[EXERCISE OBJECTIVE] Would you write out all of the entries below, exactly as they stand?

[THE INPUT]
....
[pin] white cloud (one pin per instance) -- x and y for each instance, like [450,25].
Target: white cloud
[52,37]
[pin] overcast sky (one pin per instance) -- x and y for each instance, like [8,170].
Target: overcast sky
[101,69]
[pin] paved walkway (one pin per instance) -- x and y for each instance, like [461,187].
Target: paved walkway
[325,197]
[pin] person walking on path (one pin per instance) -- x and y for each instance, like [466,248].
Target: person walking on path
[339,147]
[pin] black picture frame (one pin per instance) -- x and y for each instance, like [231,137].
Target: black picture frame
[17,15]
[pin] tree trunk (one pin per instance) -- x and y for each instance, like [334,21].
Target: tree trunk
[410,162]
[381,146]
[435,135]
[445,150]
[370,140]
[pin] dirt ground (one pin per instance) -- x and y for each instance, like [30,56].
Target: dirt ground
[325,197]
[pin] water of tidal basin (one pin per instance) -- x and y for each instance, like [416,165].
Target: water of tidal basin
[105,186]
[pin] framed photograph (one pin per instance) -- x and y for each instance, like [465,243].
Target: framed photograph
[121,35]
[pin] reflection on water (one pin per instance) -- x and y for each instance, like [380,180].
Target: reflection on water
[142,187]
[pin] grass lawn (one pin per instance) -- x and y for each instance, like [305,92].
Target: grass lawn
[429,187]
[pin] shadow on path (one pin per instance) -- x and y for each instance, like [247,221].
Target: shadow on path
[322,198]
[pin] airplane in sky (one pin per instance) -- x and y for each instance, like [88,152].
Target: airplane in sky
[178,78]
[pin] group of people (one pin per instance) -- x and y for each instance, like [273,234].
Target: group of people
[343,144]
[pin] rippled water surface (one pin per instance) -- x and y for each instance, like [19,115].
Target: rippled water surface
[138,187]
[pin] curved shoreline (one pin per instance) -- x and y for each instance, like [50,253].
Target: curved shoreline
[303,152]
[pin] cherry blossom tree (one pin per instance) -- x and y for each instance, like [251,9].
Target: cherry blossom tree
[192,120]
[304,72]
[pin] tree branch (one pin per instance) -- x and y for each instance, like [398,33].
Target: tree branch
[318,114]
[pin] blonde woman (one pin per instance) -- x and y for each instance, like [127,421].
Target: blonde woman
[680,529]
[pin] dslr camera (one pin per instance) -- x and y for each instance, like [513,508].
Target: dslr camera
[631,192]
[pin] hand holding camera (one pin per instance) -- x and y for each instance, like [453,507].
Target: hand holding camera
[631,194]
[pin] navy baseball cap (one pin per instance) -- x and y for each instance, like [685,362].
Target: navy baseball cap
....
[WRITTEN RESPONSE]
[pin] white cloud (one pin per instance) -- x and y for each instance, like [450,25].
Target: white cloud
[52,37]
[pin] overcast sky (one pin per instance) -- x and y for each instance, like [8,170].
Target: overcast sky
[101,69]
[pin] paved walkway (one pin per instance) -- x and y for each instance, like [461,187].
Target: paved walkway
[325,197]
[pin] person walking on path (one pin per instance) -- x and y for each instance, like [466,248].
Target: person walking on path
[339,147]
[pin] black picture frame (one pin per instance) -- x and y for each instance, like [231,137].
Target: black picture frame
[17,15]
[pin] tree trunk (one pin per instance) -- x and y for each instance, like [334,21].
Target: tree trunk
[410,162]
[381,146]
[435,135]
[445,150]
[370,140]
[pin] dirt ground (one pin per instance) -- x and y for each instance, like [30,56].
Target: dirt ground
[325,197]
[pin] water of tidal basin (one pin per instance) -- x and y for each instance, like [416,165].
Target: water of tidal basin
[105,186]
[pin] framed photograph (one pin per instance) -- x and y for each instance, like [465,243].
Target: framed photograph
[121,35]
[pin] reflection on water (one pin per instance) -- x and y for each instance, like [380,180].
Target: reflection on water
[142,187]
[pin] grass lawn (one pin per instance) -- x and y for each instance, like [305,92].
Target: grass lawn
[429,187]
[pin] shadow on path (one pin per instance) -- x and y for each instance, like [247,221].
Target: shadow on path
[322,198]
[pin] airplane in sky (one pin per instance) -- x and y for each instance, like [88,152].
Target: airplane in sky
[178,78]
[pin] group of people (one pin per instance) -- x and y for each instance, like [273,234].
Target: group of people
[343,144]
[pin] rippled water surface (one pin per instance) -- x and y for each instance, like [19,115].
Target: rippled water surface
[138,187]
[pin] curved shoreline (one pin per instance) -- x and y for each instance, like [50,253].
Target: curved shoreline
[303,152]
[pin] cherry blossom tree (one pin per instance) -- x and y for each instance, like [251,9].
Target: cherry blossom tree
[192,120]
[304,72]
[pin] tree branch (one pin per instance) -- x and y for each instance, like [398,33].
Target: tree branch
[318,114]
[pin] blonde woman (one pin per instance) -- x and y for each instance, like [127,421].
Target: blonde woman
[680,529]
[pin] dslr camera (one pin per instance) -- x and y for each instance, like [513,508].
Target: dslr camera
[631,192]
[pin] hand holding camera (one pin per instance) -- x and y for each instance, like [453,507].
Target: hand holding camera
[631,194]
[pin] navy baseball cap (one pin per instance) -- x and y for each instance, like [685,362].
Target: navy baseball cap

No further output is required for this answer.